Shape annotation entries
------------------------------------------------------------------------

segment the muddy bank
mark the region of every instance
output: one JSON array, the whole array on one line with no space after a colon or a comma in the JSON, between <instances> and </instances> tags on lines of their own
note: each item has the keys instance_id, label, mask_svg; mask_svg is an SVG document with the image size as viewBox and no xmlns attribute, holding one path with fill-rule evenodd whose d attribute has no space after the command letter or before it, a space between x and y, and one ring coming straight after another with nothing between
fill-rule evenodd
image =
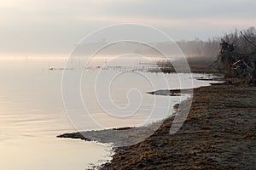
<instances>
[{"instance_id":1,"label":"muddy bank","mask_svg":"<svg viewBox=\"0 0 256 170\"><path fill-rule=\"evenodd\" d=\"M101 169L254 169L256 87L245 85L241 80L226 81L224 84L194 90L189 116L177 133L169 134L173 120L169 117L143 142L115 148L111 162L102 165ZM143 128L104 131L91 131L87 135L93 134L95 138L102 133L101 138L105 140L102 142L108 143L109 138L106 138L106 133L109 132L119 131L129 139L125 132L137 137L143 133ZM79 133L62 137L86 140ZM125 140L125 138L123 141Z\"/></svg>"},{"instance_id":2,"label":"muddy bank","mask_svg":"<svg viewBox=\"0 0 256 170\"><path fill-rule=\"evenodd\" d=\"M228 82L195 89L177 133L170 117L143 142L116 148L101 169L255 168L256 87Z\"/></svg>"}]
</instances>

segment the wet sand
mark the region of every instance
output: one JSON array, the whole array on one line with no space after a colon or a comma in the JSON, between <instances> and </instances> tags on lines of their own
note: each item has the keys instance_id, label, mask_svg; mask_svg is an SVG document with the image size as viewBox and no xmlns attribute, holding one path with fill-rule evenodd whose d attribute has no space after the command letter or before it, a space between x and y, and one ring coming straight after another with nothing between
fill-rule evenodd
<instances>
[{"instance_id":1,"label":"wet sand","mask_svg":"<svg viewBox=\"0 0 256 170\"><path fill-rule=\"evenodd\" d=\"M111 162L100 169L255 168L256 87L226 81L195 89L189 116L177 133L169 133L169 117L144 141L116 147Z\"/></svg>"}]
</instances>

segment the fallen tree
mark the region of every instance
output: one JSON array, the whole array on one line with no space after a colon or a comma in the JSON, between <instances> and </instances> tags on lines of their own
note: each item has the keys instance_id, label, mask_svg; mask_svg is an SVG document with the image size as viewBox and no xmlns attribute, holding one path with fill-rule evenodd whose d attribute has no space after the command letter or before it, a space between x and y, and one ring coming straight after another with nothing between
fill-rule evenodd
<instances>
[{"instance_id":1,"label":"fallen tree","mask_svg":"<svg viewBox=\"0 0 256 170\"><path fill-rule=\"evenodd\" d=\"M225 76L256 83L256 29L227 34L220 46L218 64Z\"/></svg>"}]
</instances>

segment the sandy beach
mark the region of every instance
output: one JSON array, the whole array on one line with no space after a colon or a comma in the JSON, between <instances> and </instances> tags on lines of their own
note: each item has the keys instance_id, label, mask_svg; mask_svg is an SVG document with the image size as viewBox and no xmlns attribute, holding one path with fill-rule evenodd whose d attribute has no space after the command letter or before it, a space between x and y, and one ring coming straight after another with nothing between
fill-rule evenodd
<instances>
[{"instance_id":1,"label":"sandy beach","mask_svg":"<svg viewBox=\"0 0 256 170\"><path fill-rule=\"evenodd\" d=\"M256 87L225 81L195 89L189 116L177 133L169 134L173 117L167 118L144 141L116 147L113 160L100 169L255 168ZM85 139L79 133L62 137Z\"/></svg>"}]
</instances>

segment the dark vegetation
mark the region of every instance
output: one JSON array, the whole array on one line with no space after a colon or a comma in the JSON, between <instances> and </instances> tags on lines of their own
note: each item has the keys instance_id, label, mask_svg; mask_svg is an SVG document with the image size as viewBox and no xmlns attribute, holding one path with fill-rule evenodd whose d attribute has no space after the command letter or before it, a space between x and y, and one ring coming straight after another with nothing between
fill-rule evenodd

------------------------------------------------------------------------

DIRECTIONS FOR THIS TASK » Print the records word for word and exclude any picture they hold.

FULL RESPONSE »
segment the muddy bank
mark the region of every instance
output: one JSON array, the whole array on one line with no space after a colon or a comma in the JSON, between <instances> and </instances> tags on lines of their own
note: each item has the keys instance_id, label, mask_svg; mask_svg is an SVG document with the image size as viewBox and no xmlns attribute, holding one path with fill-rule evenodd whose d attribute has no space after the command letter or before it, a space between x and y, and one ring coming straight after another with nothing between
fill-rule evenodd
image =
<instances>
[{"instance_id":1,"label":"muddy bank","mask_svg":"<svg viewBox=\"0 0 256 170\"><path fill-rule=\"evenodd\" d=\"M101 169L254 169L256 87L245 85L241 80L226 81L224 84L194 90L189 116L177 133L169 134L173 120L169 117L143 142L115 148L111 162L102 165ZM143 128L104 131L91 131L87 135L93 134L95 138L102 133L101 138L105 140L102 142L108 143L109 138L106 138L106 133L109 132L119 131L129 139L125 132L137 137L143 133ZM79 133L62 137L86 140ZM125 140L125 138L123 141Z\"/></svg>"},{"instance_id":2,"label":"muddy bank","mask_svg":"<svg viewBox=\"0 0 256 170\"><path fill-rule=\"evenodd\" d=\"M228 82L195 89L177 133L170 117L143 142L116 148L101 169L255 168L256 87Z\"/></svg>"}]
</instances>

segment the wet sand
mark the region of every instance
output: one JSON array, the whole array on one line with no space after a colon or a comma in the JSON, between <instances> and </instances> tags on lines of their own
note: each item has the keys instance_id, label, mask_svg; mask_svg is an SVG document with the image size as viewBox and no xmlns attribute, holding one path with fill-rule evenodd whose d attribute has no space after the command letter or before it, a space between x and y, and one ring coming straight after another with nothing between
fill-rule evenodd
<instances>
[{"instance_id":1,"label":"wet sand","mask_svg":"<svg viewBox=\"0 0 256 170\"><path fill-rule=\"evenodd\" d=\"M111 162L100 169L255 168L256 87L226 81L195 89L189 116L177 133L169 133L169 117L144 141L116 147Z\"/></svg>"}]
</instances>

segment the fallen tree
mark the region of every instance
output: one JSON array, the whole array on one line with no space after a colon or a comma in the JSON, between <instances> and </instances> tags on lines of their own
note: each item has the keys instance_id, label, mask_svg; mask_svg is an SVG document with the image size as viewBox and no xmlns attribute, holding one path with fill-rule evenodd whose d attribute has no space after the command letter or before it, a space between x and y, and one ring coming straight after another with nothing between
fill-rule evenodd
<instances>
[{"instance_id":1,"label":"fallen tree","mask_svg":"<svg viewBox=\"0 0 256 170\"><path fill-rule=\"evenodd\" d=\"M225 76L256 83L256 29L227 34L220 46L218 64Z\"/></svg>"}]
</instances>

segment the sandy beach
mark the region of every instance
output: one JSON array, the whole array on one line with no space after a colon or a comma in the JSON, between <instances> and </instances> tags on lines of their own
note: each item has the keys instance_id, label, mask_svg; mask_svg is an SVG document with the image size as viewBox and no xmlns attribute, holding one path with fill-rule evenodd whose d attribute has no space after the command letter or before it, a space between x and y, and one ring coming straight after another with nothing between
fill-rule evenodd
<instances>
[{"instance_id":1,"label":"sandy beach","mask_svg":"<svg viewBox=\"0 0 256 170\"><path fill-rule=\"evenodd\" d=\"M256 87L225 81L195 89L189 116L177 133L169 134L173 117L167 118L144 141L116 147L113 160L100 169L255 168ZM85 139L79 133L62 137Z\"/></svg>"}]
</instances>

segment the dark vegetation
mark the region of every instance
output: one JSON array, the whole array on one line with no space after a colon or a comma in the JSON, between <instances> and </instances> tags on lines of their own
note: each item has the keys instance_id, label, mask_svg; mask_svg is an SVG document with the image size as viewBox and no xmlns attribute, holding one path with fill-rule evenodd whose d attribute has no space after the command letter or before it, a space between x and y, and one ring coming straight after another with nothing between
fill-rule evenodd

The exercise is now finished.